- [WHAT YOU SHOULD DO] Output each entry below as it stands, leaving out every picture.

>> Begin EXERCISE DATA

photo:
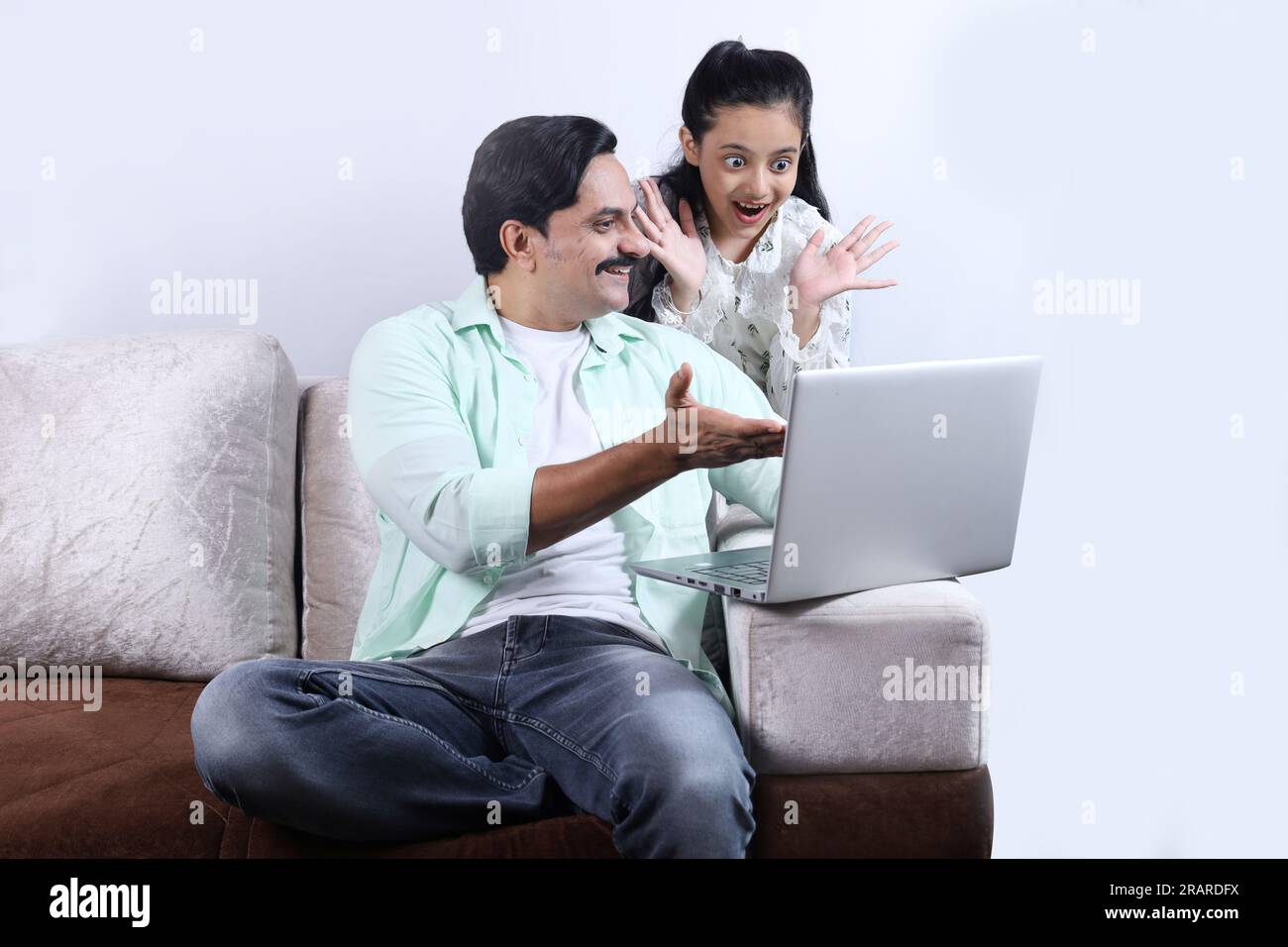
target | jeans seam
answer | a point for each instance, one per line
(563, 740)
(299, 685)
(451, 750)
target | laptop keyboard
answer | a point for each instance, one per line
(745, 573)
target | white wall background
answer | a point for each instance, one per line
(1008, 145)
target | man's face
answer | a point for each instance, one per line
(590, 240)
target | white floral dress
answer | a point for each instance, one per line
(743, 313)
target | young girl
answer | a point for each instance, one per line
(754, 266)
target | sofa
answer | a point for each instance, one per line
(172, 502)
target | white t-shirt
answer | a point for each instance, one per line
(584, 574)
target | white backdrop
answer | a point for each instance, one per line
(318, 155)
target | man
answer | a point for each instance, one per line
(507, 664)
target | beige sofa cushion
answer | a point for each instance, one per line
(147, 502)
(810, 680)
(339, 539)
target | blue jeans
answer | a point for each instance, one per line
(532, 718)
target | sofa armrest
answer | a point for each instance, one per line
(892, 680)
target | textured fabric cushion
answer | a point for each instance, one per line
(810, 682)
(147, 502)
(339, 539)
(119, 783)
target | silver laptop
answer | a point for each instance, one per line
(892, 474)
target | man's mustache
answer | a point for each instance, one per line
(619, 262)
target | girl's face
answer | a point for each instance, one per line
(747, 161)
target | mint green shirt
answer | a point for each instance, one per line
(439, 414)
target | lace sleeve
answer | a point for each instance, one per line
(700, 322)
(828, 348)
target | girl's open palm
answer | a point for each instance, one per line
(819, 277)
(675, 245)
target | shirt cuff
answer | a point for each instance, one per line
(791, 342)
(702, 322)
(500, 514)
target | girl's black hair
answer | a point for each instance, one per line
(730, 75)
(527, 169)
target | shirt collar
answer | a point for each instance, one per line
(475, 307)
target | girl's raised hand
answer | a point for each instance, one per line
(675, 245)
(822, 277)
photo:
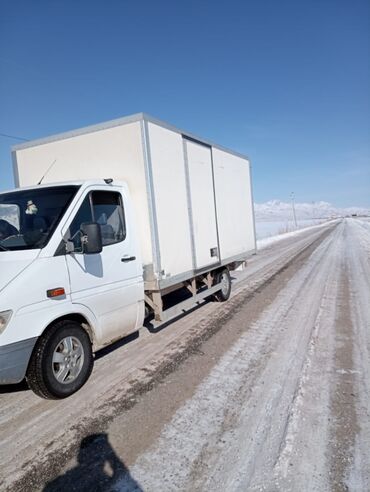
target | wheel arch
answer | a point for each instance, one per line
(80, 319)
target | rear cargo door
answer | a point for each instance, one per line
(202, 206)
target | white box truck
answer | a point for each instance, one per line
(106, 221)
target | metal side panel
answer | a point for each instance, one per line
(202, 203)
(151, 199)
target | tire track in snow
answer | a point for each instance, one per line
(230, 434)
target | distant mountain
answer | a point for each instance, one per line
(277, 210)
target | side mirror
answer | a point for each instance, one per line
(91, 239)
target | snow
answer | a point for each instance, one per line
(267, 241)
(264, 418)
(278, 210)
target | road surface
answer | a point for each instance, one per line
(268, 391)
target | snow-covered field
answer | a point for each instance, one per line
(276, 217)
(275, 399)
(266, 228)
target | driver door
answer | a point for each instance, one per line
(109, 283)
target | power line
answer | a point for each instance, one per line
(13, 136)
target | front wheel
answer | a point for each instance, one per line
(61, 362)
(223, 277)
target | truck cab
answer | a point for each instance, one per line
(71, 281)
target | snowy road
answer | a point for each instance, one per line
(266, 392)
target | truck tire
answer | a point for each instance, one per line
(61, 362)
(223, 277)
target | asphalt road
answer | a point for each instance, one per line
(268, 391)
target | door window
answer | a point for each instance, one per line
(105, 208)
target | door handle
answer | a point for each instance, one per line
(128, 258)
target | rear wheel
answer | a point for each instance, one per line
(61, 362)
(223, 277)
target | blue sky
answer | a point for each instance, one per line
(285, 82)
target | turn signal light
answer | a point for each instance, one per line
(59, 291)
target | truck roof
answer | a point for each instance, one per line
(118, 122)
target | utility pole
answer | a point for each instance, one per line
(293, 208)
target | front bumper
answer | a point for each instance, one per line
(14, 360)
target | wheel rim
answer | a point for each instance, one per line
(225, 284)
(68, 359)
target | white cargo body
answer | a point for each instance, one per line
(192, 198)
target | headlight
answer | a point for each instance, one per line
(4, 319)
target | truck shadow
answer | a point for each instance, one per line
(98, 468)
(14, 388)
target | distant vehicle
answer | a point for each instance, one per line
(83, 259)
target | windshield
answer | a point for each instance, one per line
(28, 218)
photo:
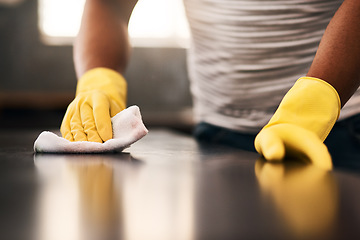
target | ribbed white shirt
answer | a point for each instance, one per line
(245, 55)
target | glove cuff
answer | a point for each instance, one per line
(112, 83)
(312, 104)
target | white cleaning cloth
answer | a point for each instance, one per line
(127, 129)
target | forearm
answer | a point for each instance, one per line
(103, 40)
(337, 60)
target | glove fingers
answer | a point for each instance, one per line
(303, 144)
(65, 128)
(76, 126)
(88, 122)
(102, 117)
(270, 145)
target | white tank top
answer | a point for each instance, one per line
(245, 56)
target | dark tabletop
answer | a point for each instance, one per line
(169, 187)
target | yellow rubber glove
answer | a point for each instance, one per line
(100, 95)
(299, 126)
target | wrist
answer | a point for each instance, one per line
(312, 104)
(106, 80)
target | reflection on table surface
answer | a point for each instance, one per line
(167, 186)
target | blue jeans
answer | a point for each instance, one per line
(343, 141)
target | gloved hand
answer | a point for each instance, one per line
(100, 95)
(299, 126)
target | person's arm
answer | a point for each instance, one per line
(310, 109)
(103, 40)
(337, 60)
(101, 53)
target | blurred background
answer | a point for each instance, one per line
(37, 77)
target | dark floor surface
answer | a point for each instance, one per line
(168, 187)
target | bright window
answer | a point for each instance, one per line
(154, 23)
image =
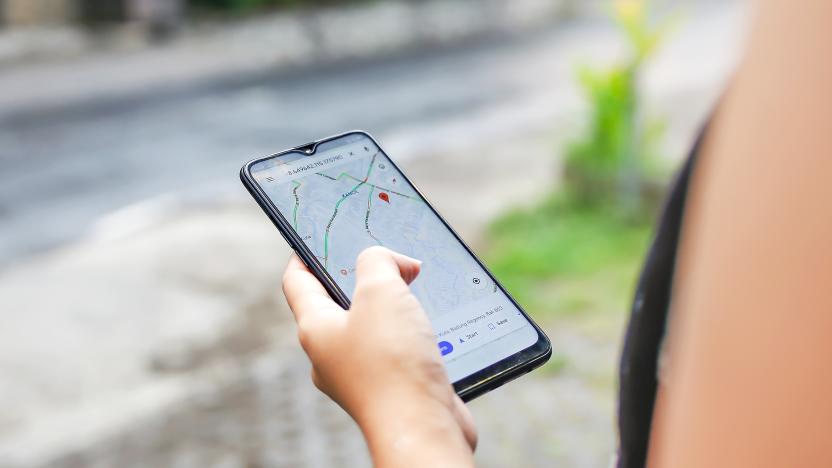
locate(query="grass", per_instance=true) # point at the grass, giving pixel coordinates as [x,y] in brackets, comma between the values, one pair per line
[566,261]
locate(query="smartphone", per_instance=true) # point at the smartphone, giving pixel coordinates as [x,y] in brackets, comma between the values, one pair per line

>> End EXERCISE DATA

- [OUTPUT]
photo:
target | jeans seam
answer | a point for each instance, one per line
(563, 740)
(299, 685)
(451, 750)
target | laptop keyboard
answer | a point for each instance, one per line
(745, 573)
target | white wall background
answer | a point for each instance, one per line
(1008, 145)
target | man's face
answer | a point for each instance, one per line
(590, 240)
target | white floral dress
answer | a point for each instance, one per line
(743, 313)
target | young girl
answer | a point for each instance, one per line
(754, 266)
target | sofa
answer | a point for each instance, one per line
(172, 502)
target | white t-shirt
answer | a point for each instance, one per line
(584, 574)
target | white backdrop
answer | a point for each instance, one per line
(318, 155)
target | man
answer | a point for each instance, one per line
(507, 664)
target | beige sofa cushion
answer | a point for each instance, one per line
(147, 502)
(810, 680)
(339, 539)
target | blue jeans
answer | a point for each instance, one per line
(532, 718)
target | sofa armrest
answer | a point for each instance, one per line
(892, 680)
target | textured fabric cushion
answer | a point for each instance, one per line
(810, 682)
(147, 502)
(339, 539)
(119, 783)
target | silver laptop
answer | a point for each instance, one per line
(892, 474)
target | man's mustache
answer | a point for each instance, one per line
(619, 262)
target | girl's face
answer | a point for each instance, one per line
(747, 161)
target | mint green shirt
answer | a point for each instance, one per line
(439, 414)
target | lace sleeve
answer | a point for each instance, one per line
(700, 322)
(828, 348)
target | girl's open palm
answer | a point for each instance, one per line
(819, 277)
(675, 245)
target | shirt cuff
answer | a point for each instance, one per line
(791, 342)
(702, 322)
(500, 514)
target | girl's black hair
answer | a point for each instance, one per line
(730, 75)
(527, 169)
target | shirt collar
answer | a point for each instance, one per line
(475, 307)
target | girl's raised hand
answer | a point for each instance, one per line
(675, 245)
(822, 277)
photo:
target | wheel arch
answer | a point for each instance, one per line
(80, 319)
target | rear cargo door
answer | a point for each instance, one per line
(202, 206)
target | white box truck
answer | a point for each instance, one per line
(106, 221)
target | metal side panel
answer | a point for each instance, one per line
(202, 203)
(151, 199)
target | tire track in snow
answer | a point for each instance, one per line
(230, 434)
target | distant mountain
answer | a point for each instance, one per line
(277, 210)
target | side mirror
answer | a point for each instance, one per line
(91, 239)
target | snow
answer | a point for each instance, one per line
(267, 241)
(264, 418)
(278, 210)
target | road surface
answer | a point for each instance, one per line
(268, 391)
target | snow-covered field
answer | a point for each instance, one per line
(276, 217)
(275, 399)
(266, 228)
target | driver door
answer | a point for each instance, one per line
(109, 283)
target | power line
answer | a point for each instance, one per line
(13, 136)
target | front wheel
answer | a point for each instance, one per line
(61, 362)
(223, 277)
target | truck cab
answer | a point for each instance, one per line
(71, 281)
target | snowy road
answer | a point for each instance, one per line
(266, 392)
target | truck tire
answer | a point for each instance, one per line
(61, 362)
(223, 277)
target | asphalt road
answer | a point for each instance, one per line
(268, 391)
target | door window
answer | a point for each instance, one per line
(105, 208)
target | door handle
answer | a point for each instance, one per line
(128, 258)
target | rear wheel
answer | a point for each instance, one per line
(61, 362)
(223, 277)
target | blue sky
answer | a point for each instance, one per line
(285, 82)
target | turn signal light
answer | a point for each instance, one per line
(59, 291)
target | truck roof
answer | a point for each instance, one per line
(118, 122)
target | utility pole
answer | a point for each instance, one per line
(293, 208)
target | front bumper
answer | a point for each instance, one per line
(14, 360)
target | wheel rim
answer | a point for each instance, one per line
(225, 284)
(68, 359)
target | white cargo body
answer | a point for each instance, one per line
(192, 198)
target | headlight
answer | a point for each instance, one per line
(4, 319)
target | truck shadow
answer | a point for each instance, one per line
(98, 468)
(14, 388)
target | distant vehicle
answer | a point for each instance, one per line
(83, 259)
target | windshield
answer | a point for each instance, one per line
(28, 218)
photo:
target | ribbed white shirt
answer | a point for each instance, one per line
(245, 55)
target | glove cuff
answer | a point for each instance, one per line
(112, 83)
(312, 104)
target | white cleaning cloth
answer | a point for each instance, one per line
(127, 129)
target | forearm
answer | a point for each instance, one per line
(103, 40)
(337, 60)
target | glove fingers
answer | a point for each instance, one per line
(303, 144)
(65, 128)
(76, 126)
(88, 122)
(102, 117)
(270, 145)
target | white tank top
answer | a point for each instance, one per line
(245, 56)
target | dark tabletop
answer | a point for each instance, one per line
(169, 187)
target | yellow rubber glove
answer | a point for each instance, one per line
(100, 95)
(299, 126)
target | wrist
answer | a point for each instance, one per line
(312, 104)
(106, 80)
target | reflection on table surface
answer | a point for each instance, one per line
(167, 186)
target | blue jeans
answer | a point for each instance, one per line
(343, 141)
target | gloved hand
answer | a point for each instance, one per line
(100, 95)
(299, 126)
target | person's arm
answer | a point for each instance, one per line
(310, 109)
(103, 40)
(337, 60)
(101, 53)
target | blurred background
answer | a point for each instance, one per line
(37, 77)
target | dark floor surface
answer | a point for each instance, one per line
(168, 187)
target | bright window
answer | a point for each instance, one per line
(154, 23)
image =
locate(query="grass", per_instance=true) # point at the grass, giving pixel coordinates as [x,y] in brackets, comma between the values, one pair per line
[566,261]
locate(query="smartphone", per_instance=true) # point at the smartphone, giving pixel coordinates as [x,y] in brackets, comma between the values, one pair per line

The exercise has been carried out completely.